Exercise: Report back every line from the entries below in which the word "building" occurs.

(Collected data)

:::::

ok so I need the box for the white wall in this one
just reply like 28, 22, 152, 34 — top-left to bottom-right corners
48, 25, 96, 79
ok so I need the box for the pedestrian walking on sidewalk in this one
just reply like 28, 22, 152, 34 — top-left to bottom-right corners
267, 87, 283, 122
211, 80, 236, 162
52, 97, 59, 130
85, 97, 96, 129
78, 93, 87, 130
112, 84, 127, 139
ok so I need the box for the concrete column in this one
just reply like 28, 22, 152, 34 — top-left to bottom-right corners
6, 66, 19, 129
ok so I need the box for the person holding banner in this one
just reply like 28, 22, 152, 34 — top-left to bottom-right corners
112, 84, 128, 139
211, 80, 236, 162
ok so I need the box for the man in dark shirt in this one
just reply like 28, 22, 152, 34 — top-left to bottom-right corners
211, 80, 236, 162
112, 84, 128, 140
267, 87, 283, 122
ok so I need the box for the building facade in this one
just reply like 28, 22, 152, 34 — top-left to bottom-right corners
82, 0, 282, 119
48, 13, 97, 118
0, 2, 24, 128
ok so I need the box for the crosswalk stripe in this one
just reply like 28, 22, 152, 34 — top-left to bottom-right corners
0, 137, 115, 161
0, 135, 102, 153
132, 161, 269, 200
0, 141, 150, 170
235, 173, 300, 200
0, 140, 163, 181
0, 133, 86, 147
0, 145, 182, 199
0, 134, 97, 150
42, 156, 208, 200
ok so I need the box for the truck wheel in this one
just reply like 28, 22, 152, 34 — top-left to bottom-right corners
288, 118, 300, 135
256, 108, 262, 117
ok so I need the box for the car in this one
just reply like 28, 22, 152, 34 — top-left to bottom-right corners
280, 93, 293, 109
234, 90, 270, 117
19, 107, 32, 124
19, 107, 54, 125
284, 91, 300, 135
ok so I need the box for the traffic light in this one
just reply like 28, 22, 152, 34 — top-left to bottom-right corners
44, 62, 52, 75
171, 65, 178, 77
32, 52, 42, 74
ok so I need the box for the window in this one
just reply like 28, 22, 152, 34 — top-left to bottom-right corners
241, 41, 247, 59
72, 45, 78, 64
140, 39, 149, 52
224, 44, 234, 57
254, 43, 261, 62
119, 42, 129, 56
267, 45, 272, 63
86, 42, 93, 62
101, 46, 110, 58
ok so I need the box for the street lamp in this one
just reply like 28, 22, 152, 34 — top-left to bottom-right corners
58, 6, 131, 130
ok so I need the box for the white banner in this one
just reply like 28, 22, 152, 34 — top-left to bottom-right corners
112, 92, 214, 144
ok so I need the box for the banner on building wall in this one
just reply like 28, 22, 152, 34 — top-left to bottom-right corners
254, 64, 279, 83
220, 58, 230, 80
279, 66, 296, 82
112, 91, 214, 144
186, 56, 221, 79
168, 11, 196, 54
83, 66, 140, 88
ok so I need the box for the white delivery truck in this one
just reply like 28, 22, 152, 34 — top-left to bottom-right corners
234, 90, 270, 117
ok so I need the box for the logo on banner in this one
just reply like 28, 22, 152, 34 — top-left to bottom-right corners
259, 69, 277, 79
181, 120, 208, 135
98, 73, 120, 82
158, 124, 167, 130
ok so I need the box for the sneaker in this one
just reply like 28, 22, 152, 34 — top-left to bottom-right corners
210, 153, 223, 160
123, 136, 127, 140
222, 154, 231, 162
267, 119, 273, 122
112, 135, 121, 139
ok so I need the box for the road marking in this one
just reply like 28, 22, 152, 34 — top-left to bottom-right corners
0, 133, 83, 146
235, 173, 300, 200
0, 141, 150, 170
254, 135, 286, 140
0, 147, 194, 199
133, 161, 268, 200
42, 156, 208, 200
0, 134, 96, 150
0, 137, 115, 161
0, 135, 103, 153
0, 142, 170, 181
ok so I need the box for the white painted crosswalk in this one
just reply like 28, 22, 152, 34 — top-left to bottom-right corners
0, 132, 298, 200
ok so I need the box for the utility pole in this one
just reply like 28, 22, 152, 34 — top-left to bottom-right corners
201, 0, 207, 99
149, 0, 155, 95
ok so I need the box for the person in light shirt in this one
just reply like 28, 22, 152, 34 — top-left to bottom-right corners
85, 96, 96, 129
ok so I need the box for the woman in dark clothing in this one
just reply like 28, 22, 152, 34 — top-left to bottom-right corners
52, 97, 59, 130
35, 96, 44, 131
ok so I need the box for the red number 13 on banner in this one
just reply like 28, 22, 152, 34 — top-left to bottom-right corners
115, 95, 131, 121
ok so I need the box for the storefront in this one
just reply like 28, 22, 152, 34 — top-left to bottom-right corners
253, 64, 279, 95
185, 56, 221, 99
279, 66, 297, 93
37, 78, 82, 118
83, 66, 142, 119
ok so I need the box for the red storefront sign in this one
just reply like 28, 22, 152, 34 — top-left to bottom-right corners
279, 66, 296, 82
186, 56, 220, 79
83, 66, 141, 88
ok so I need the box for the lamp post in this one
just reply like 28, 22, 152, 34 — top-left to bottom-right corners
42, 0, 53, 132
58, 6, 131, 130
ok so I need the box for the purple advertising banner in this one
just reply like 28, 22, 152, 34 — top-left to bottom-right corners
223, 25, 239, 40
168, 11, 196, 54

:::::

Result below:
ok so I need the box for the building facade in this one
ok so I need the box for the banner on building wall in this one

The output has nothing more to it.